Skip to main content

Em junho de 2013 surgiu a Ocupação Izidora, um conjunto de assentamentos urbanos formados na região norte de Belo Horizonte. Desde então, a capital mineira passou a ser palco de um dos maiores conflitos territoriais urbanos do país, já que cerca de 30 mil pessoas lutam para não serem despejadas e terem suas casas destruídas. Para debater o tema, o INCT Observatório das Metrópoles divulga a dissertação “O Caso Izidora: as Ocupações Urbanas e a reprodução do espaço em Belo Horizonte”, de autoria de Guilherme de Abreu Basto Lima Rodrigues. O estudo mostra como a Prefeitura passou a travar uma batalha para o “despejo negociado” a fim de viabilizar a introdução das terras ocupadas da Izidora no circuito de valorização do capital através da renda fundiária. É o Estado brasileiro assumindo a função de agente mediador de interesses privados relacionados à regularização da terra urbana.

A dissertação “O Caso Izidora: as Ocupações Urbanas e a reprodução do espaço em Belo Horizonte”, de autoria do pesquisador Guilherme de Abreu Basto Lima Rodrigues, é mais um resultado da Rede INCT Observatório das Metrópoles. O trabalho foi defendido em 2016 no âmbito do programa de Pós-Graduação em Arquitetura e Urbanismo da Universidade Federal de Minas Gerais (UFMG), e contou com a orientação Drª Jupira Gomes de Mendonça, coordenadora do Núcleo Belo Horizonte da nossa rede de pesquisa.

+===+

**Exercício curto 1:** Diga se cada afirmação abaixo concorda com o texto sobre a Ocupação Izidora, respondendo sim ou não e citando as palavras do texto que decidem: (a) A ocupação surgiu em junho de 2013. (b) A dissertação foi defendida na Universidade de São Paulo. (c) Cerca de 30 mil pessoas lutam para não serem despejadas.
**Exercício curto 2:** Segundo o texto sobre a Ocupação Izidora, em que ano a dissertação foi defendida?
**Exercício curto 3:** Por favor, retome o texto sobre a Ocupação Izidora a partir do ponto em que ele para.

+===+

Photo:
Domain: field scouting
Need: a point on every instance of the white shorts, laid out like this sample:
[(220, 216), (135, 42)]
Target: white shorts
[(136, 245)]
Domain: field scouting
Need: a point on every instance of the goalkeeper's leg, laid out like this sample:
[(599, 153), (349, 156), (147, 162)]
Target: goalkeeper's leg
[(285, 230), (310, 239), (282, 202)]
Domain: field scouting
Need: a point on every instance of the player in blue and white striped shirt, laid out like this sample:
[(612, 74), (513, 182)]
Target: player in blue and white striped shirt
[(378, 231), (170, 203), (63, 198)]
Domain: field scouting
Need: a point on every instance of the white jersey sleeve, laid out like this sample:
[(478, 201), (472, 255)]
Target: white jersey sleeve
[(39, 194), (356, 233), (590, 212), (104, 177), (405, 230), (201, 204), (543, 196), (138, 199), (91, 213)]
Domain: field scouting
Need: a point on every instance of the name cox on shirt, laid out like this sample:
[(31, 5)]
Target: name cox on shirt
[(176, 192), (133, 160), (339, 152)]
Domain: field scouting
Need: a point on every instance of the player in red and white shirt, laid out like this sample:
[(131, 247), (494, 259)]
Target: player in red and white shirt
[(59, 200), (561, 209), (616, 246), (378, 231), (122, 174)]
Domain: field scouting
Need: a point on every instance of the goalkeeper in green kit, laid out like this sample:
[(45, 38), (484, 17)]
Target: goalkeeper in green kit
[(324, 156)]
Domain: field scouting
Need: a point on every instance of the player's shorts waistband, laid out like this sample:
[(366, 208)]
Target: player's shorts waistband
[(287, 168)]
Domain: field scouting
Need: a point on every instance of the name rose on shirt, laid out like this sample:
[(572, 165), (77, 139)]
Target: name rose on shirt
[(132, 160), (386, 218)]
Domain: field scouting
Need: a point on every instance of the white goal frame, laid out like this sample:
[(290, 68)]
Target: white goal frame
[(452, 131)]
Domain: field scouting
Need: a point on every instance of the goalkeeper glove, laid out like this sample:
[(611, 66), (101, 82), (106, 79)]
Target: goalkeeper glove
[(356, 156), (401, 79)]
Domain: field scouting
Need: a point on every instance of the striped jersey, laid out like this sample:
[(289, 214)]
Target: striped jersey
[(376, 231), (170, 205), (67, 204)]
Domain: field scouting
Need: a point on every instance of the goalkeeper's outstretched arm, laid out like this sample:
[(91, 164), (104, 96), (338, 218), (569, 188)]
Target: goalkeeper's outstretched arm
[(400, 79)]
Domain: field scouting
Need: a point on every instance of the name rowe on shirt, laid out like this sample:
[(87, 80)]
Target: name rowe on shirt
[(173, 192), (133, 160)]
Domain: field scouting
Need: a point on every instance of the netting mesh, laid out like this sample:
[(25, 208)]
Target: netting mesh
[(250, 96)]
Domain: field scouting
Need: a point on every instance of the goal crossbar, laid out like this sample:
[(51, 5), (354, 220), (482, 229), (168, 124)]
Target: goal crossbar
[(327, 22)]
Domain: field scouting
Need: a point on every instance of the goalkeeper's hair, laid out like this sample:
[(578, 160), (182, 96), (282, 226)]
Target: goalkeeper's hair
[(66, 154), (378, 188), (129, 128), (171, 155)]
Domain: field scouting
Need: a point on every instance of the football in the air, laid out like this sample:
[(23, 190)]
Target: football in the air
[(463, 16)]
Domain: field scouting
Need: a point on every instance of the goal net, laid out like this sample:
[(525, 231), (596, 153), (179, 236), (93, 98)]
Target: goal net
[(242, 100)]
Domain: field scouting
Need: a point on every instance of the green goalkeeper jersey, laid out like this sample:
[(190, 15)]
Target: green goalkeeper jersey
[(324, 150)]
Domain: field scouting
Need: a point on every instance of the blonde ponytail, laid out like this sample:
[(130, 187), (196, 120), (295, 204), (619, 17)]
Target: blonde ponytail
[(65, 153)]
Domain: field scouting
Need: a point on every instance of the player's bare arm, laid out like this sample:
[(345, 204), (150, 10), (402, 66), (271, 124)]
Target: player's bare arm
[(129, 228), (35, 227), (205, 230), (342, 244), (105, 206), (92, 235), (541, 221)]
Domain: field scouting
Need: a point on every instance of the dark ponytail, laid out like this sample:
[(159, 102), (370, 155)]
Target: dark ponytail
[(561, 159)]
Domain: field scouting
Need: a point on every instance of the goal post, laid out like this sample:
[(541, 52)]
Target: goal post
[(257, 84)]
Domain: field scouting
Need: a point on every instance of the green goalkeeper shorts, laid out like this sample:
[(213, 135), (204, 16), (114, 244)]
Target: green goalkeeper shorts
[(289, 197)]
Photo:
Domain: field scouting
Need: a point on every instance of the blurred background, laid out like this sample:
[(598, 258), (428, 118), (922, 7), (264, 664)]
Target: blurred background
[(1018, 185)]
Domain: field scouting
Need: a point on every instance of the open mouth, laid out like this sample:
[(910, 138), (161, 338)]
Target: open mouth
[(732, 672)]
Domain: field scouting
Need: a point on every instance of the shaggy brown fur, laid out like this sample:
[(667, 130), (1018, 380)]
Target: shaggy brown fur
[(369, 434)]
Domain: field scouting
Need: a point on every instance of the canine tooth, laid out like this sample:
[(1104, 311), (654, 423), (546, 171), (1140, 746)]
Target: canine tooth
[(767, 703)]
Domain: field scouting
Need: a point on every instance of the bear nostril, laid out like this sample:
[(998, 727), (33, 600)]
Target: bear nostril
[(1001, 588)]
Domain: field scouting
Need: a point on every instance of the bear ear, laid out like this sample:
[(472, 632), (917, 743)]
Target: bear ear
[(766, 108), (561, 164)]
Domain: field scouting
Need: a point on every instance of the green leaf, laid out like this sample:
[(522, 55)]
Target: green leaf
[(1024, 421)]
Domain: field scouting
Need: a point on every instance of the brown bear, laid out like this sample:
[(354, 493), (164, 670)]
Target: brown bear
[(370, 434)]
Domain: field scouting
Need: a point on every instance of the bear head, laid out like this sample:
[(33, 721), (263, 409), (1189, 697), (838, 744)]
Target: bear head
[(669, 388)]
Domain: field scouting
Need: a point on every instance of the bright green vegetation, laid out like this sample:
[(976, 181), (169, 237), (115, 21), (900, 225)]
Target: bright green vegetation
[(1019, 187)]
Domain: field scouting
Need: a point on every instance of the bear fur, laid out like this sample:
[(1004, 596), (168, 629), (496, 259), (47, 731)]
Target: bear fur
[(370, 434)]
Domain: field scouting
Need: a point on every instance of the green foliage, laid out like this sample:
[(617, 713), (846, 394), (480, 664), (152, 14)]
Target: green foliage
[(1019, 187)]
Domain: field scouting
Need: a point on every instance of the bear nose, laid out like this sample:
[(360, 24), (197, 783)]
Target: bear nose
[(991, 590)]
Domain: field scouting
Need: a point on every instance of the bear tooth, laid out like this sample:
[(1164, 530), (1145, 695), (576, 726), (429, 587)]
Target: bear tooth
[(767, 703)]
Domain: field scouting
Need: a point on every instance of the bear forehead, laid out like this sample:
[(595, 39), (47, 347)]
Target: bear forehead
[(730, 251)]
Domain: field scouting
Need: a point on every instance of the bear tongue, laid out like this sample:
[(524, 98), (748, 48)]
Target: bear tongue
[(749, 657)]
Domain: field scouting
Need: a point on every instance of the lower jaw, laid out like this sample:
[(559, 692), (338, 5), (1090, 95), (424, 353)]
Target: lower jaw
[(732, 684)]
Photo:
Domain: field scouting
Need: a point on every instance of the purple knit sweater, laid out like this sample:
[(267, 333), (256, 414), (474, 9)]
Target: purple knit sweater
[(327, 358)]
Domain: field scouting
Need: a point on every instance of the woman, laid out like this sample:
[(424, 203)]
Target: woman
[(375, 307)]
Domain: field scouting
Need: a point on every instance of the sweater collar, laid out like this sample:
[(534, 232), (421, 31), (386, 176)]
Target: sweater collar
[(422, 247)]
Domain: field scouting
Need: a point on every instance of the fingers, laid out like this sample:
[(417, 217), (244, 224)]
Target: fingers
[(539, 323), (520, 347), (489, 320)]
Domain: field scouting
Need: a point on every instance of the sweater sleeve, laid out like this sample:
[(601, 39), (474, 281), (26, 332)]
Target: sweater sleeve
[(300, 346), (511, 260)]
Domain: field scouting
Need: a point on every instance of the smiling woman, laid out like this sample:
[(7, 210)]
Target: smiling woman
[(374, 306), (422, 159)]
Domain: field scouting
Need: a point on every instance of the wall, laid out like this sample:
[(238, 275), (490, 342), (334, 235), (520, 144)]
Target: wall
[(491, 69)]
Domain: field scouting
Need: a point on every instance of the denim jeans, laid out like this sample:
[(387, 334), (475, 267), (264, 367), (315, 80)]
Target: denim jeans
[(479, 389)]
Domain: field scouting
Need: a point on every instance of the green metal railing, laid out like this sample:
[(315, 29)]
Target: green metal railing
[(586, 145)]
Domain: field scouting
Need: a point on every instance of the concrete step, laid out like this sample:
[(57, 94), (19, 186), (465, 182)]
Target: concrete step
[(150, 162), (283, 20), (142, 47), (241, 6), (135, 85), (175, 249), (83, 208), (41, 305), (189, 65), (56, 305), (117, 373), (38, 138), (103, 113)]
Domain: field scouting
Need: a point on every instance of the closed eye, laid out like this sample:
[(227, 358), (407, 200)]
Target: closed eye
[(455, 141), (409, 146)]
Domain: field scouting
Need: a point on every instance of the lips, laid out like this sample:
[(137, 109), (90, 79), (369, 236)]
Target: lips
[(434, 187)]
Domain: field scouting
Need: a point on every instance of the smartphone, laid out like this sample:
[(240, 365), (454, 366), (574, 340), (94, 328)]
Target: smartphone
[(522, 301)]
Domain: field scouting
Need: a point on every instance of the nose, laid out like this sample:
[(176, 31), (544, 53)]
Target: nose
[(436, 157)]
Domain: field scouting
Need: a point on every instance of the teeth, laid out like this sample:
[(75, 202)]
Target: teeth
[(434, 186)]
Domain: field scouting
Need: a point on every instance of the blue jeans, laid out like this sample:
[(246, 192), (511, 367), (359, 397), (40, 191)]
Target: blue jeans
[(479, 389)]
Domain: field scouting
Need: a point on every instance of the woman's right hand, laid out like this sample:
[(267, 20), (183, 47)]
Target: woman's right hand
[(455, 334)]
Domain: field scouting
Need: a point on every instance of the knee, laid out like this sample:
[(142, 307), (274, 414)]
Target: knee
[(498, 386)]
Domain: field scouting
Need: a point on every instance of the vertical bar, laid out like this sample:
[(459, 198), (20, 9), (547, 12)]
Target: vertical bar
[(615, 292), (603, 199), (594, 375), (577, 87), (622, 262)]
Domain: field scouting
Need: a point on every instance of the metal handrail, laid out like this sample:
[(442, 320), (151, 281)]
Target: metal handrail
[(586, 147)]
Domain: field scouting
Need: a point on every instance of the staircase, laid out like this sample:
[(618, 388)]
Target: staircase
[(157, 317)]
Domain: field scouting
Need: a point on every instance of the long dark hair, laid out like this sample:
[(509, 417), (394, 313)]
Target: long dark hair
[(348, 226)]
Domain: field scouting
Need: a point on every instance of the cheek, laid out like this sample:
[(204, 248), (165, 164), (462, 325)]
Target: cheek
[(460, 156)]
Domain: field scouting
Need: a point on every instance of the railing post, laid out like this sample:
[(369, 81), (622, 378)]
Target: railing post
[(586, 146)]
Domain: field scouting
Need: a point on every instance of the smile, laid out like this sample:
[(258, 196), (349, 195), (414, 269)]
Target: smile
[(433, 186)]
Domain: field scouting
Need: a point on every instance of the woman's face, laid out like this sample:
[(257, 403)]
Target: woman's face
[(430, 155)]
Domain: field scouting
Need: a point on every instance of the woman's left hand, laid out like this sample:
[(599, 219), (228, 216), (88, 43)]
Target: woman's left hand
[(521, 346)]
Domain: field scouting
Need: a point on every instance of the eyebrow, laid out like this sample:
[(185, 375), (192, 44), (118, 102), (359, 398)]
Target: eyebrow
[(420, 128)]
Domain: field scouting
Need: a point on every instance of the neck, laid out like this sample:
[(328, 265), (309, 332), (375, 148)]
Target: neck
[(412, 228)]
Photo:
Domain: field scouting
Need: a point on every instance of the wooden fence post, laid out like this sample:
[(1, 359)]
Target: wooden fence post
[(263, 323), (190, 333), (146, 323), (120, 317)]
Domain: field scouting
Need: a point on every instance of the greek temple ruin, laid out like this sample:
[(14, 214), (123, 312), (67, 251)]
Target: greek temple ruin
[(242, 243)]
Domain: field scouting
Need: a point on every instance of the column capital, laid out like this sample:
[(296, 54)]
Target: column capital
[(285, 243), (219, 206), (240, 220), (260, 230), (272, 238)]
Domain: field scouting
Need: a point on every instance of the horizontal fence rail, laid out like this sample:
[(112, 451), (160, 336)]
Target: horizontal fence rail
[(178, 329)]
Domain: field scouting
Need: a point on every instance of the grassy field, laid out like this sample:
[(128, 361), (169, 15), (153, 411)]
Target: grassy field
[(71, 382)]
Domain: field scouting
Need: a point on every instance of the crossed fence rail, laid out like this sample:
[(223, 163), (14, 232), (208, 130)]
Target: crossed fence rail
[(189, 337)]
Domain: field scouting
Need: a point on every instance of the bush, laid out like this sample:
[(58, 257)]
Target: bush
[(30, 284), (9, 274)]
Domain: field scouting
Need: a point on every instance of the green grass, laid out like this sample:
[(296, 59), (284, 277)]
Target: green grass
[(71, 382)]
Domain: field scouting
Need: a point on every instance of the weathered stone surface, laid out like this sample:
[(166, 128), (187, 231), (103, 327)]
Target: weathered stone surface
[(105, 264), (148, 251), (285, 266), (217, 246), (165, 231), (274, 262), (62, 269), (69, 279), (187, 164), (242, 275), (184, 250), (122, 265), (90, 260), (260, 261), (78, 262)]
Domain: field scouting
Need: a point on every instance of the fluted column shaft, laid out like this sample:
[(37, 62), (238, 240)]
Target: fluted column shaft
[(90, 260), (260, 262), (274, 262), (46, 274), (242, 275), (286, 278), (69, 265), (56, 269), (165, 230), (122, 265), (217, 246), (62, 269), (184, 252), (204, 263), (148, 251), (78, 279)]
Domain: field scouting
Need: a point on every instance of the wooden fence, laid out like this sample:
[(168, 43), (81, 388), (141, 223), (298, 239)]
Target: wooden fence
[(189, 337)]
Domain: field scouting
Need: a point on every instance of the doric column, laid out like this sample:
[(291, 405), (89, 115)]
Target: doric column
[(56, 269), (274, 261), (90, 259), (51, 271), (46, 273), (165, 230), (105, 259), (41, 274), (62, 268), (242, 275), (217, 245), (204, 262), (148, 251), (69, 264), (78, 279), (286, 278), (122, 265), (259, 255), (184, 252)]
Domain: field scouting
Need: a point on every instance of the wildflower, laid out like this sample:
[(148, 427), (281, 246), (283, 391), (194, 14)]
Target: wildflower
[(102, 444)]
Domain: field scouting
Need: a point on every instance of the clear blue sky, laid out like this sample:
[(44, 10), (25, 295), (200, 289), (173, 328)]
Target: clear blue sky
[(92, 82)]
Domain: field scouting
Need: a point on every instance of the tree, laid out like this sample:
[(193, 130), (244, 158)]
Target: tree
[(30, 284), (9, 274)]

+===+

**Resposta escrita 1:**
(a) Sim: "Em junho de 2013 surgiu a Ocupação Izidora".
(b) Não: "no âmbito do programa de Pós-Graduação em Arquitetura e Urbanismo da Universidade Federal de Minas Gerais (UFMG)".
(c) Sim: "cerca de 30 mil pessoas lutam para não serem despejadas".

**Resposta escrita 2:** Em 2016.

**Resposta escrita 3:**
Segundo Guilherme de Abreu B. L. Rodrigues, o trabalho tem como foco investigar o papel que as ocupações urbanas assume na reprodução do espaço, sendo que o recorte é o caso Izidora. “Nas ocupações urbanas, vemos a terra virar alvo da disputa entre os institutos que visam viabilizar e garantir a renda da terra, de um lado, e o povo, até então, sem teto, outro”, aponta o pesquisador.

De acordo com o estudo,  as Ocupações da Izidora são um conjunto de assentamentos urbanos iniciados em Junho de 2013 — formadas por 3 vilas interligadas (Esperança, Rosa Leão e Vitória) e tem cerca de 30 mil pessoas. A ocupação agrega algumas características particulares: trata-se de uma forma semi-espontânea de produção do espaço, alheia, no primeiro momento, à direção tanto do Estado, quanto do Movimento Popular organizado. Apenas em um segundo momento, as Brigadas Populares, o Movimento de Luta em Vilas Bairros e Favelas (MLB) e a Comissão Pastoral da Terra (CPT) começaram a atuar no local.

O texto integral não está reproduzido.